— BEGIN INPUT FOR THIS TASK —

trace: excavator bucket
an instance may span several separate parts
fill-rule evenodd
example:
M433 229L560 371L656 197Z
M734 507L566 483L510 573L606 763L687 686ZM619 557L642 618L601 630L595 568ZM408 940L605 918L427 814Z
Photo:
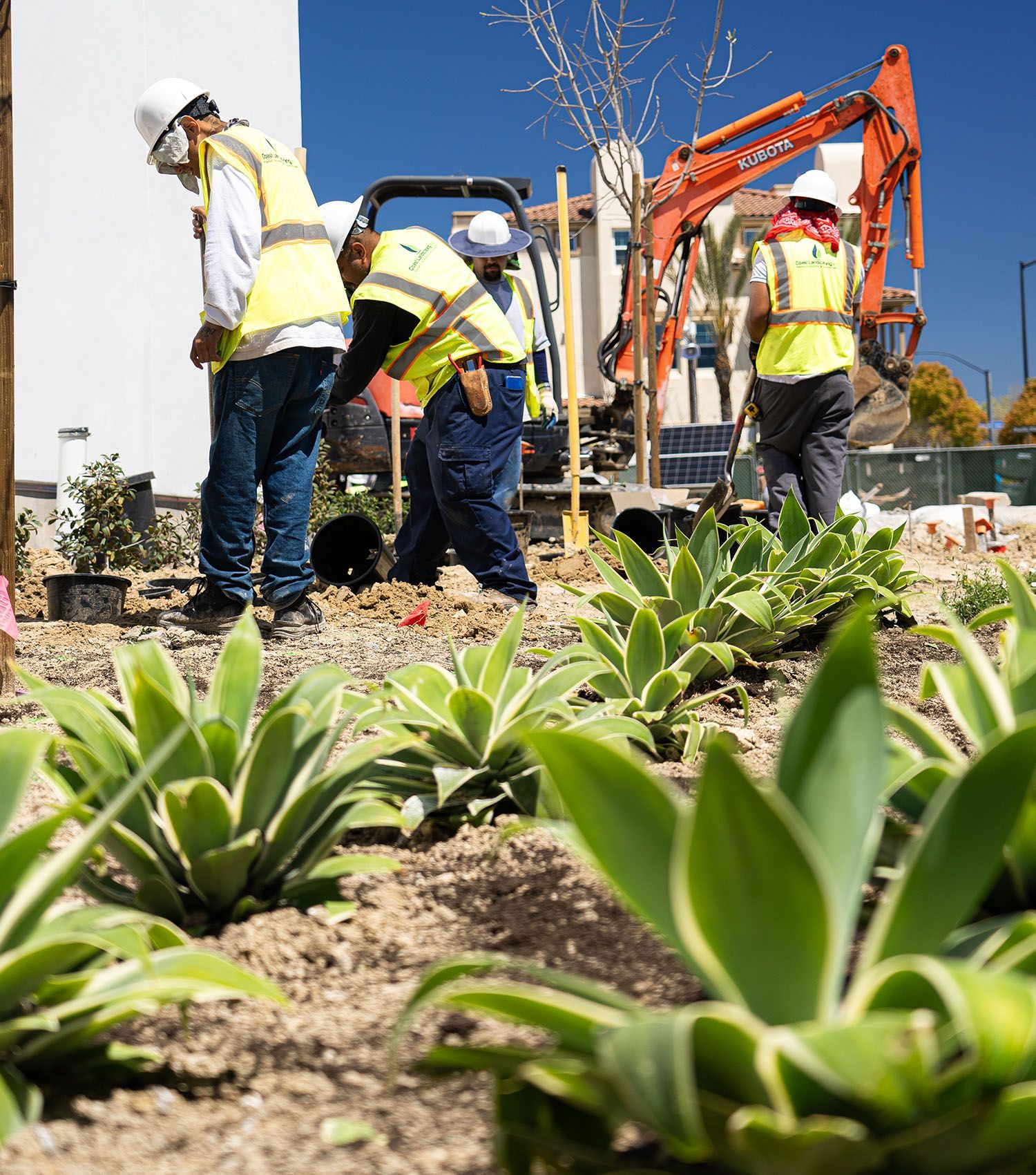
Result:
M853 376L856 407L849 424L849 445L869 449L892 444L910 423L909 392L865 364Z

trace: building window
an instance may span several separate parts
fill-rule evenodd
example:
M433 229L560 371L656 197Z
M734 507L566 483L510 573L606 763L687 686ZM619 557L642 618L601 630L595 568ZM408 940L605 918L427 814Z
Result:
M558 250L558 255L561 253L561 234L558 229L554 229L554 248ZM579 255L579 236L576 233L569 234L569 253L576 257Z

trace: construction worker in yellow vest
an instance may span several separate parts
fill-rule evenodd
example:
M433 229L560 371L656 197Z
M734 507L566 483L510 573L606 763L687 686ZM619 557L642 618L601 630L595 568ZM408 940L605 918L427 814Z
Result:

— END INPUT FOR THIS TASK —
— BEGIN INPUT FOR THIS TASK —

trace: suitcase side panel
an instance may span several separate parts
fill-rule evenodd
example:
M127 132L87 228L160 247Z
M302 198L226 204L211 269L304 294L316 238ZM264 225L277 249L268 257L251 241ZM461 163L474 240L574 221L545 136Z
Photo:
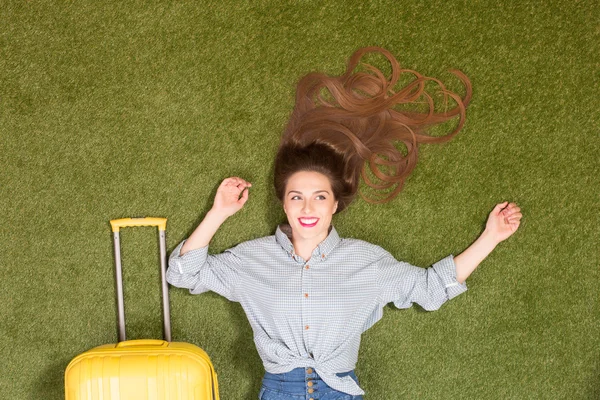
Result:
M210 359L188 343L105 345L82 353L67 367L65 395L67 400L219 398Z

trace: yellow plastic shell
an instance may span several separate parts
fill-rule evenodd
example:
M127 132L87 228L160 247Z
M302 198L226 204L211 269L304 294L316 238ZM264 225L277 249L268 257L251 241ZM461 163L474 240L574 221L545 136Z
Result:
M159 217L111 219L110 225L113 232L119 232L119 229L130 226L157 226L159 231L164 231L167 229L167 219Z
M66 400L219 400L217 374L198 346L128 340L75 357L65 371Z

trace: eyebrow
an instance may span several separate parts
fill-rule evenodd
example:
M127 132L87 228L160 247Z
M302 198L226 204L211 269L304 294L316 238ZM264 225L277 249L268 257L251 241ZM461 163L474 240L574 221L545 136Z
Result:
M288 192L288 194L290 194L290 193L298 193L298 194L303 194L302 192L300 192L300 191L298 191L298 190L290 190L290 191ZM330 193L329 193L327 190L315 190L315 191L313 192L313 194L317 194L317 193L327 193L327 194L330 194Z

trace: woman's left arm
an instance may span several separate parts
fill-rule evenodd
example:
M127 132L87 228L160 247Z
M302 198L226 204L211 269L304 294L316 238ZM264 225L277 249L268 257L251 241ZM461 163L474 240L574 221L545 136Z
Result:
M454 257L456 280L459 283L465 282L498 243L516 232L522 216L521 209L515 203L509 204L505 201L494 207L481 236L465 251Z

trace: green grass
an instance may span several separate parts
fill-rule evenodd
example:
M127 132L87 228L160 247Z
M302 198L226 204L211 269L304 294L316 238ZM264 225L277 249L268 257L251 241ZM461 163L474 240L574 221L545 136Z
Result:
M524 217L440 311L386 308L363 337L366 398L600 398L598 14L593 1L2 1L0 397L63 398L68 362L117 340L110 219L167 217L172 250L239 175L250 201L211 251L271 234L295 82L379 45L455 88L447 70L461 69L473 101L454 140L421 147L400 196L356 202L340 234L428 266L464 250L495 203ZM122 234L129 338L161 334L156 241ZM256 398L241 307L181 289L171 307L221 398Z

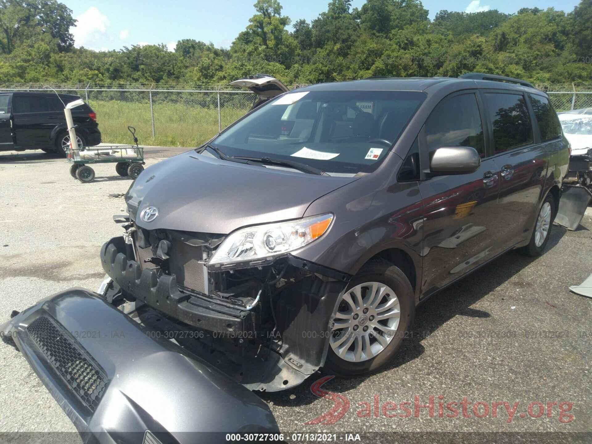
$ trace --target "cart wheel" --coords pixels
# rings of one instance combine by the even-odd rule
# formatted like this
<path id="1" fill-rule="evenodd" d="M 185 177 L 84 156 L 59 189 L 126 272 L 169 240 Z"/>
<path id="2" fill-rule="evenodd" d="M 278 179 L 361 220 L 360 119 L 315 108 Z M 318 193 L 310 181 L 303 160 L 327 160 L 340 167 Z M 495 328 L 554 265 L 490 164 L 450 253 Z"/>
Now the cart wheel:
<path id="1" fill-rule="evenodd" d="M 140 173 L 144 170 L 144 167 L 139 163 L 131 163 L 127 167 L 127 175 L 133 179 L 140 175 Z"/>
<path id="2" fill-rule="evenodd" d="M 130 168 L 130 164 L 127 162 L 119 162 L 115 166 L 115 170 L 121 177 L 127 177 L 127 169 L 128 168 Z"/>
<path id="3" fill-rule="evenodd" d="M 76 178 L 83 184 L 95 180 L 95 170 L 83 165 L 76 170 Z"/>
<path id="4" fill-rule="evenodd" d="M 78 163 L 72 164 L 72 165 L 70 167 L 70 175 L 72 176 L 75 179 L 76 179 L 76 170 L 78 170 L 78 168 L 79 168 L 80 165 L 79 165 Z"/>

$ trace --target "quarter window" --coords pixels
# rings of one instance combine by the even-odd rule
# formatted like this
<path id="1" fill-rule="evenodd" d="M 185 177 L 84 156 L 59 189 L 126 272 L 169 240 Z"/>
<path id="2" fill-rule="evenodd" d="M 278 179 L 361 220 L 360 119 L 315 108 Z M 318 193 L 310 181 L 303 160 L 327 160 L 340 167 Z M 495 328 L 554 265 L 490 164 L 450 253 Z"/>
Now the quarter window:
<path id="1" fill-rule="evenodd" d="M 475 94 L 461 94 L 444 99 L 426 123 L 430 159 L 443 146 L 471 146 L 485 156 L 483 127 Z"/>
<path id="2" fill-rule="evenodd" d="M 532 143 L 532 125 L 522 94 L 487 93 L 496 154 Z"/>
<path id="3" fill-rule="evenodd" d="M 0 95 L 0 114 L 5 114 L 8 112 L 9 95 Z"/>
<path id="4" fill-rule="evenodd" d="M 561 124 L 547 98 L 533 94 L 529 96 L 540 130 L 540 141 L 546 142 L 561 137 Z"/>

— END INPUT FOR THIS TASK —

WHAT IS NEEDED – Please update the listing from the line containing "trace: suitcase side panel" down to the line containing "M454 257L456 280L459" by replacing "separate" with "distinct" and leaving everything else unchanged. Return only those lines, and leave the pictures out.

RESPONSE TO THE EXERCISE –
trace: suitcase side panel
an instance may span several distinct parts
fill-rule evenodd
example:
M127 132L87 228L160 247Z
M302 198L226 204L211 269L304 294L316 238ZM264 225L277 249L268 257L251 241ZM461 163L474 240L574 221L545 136Z
Photo:
Result:
M210 359L188 343L105 345L82 353L67 367L65 395L67 400L219 398Z

trace: yellow plastic shell
an instance may span several distinct parts
fill-rule evenodd
example:
M127 132L87 228L160 247Z
M302 198L226 204L211 269L304 294L316 238ZM264 225L277 249L268 257L251 241ZM461 163L474 240L574 221L545 136Z
Result:
M159 217L111 219L110 225L113 232L119 232L119 229L130 226L157 226L159 231L164 231L167 229L167 219Z
M66 400L219 400L217 374L198 346L128 340L75 357L65 371Z

trace: eyebrow
an instance may span several distinct parts
fill-rule evenodd
example:
M127 132L87 228L160 247Z
M302 198L226 204L211 269L304 294L316 238ZM264 225L277 249L268 257L251 241ZM461 163L474 240L574 221L545 136Z
Result:
M288 192L288 194L290 194L290 193L298 193L298 194L303 194L302 192L300 192L300 191L298 191L298 190L290 190L290 191ZM330 193L329 193L327 190L315 190L315 191L313 192L313 194L317 194L317 193L327 193L327 194L330 194Z

trace: woman's left arm
an instance may span several distinct parts
fill-rule evenodd
example:
M127 132L87 228L160 247Z
M302 198L226 204L211 269L304 294L316 238ZM264 225L277 249L268 257L251 241ZM461 163L474 240L574 221L545 136Z
Result:
M454 257L456 280L459 283L465 282L498 243L516 232L522 216L521 209L515 203L509 204L505 201L494 207L481 236L465 251Z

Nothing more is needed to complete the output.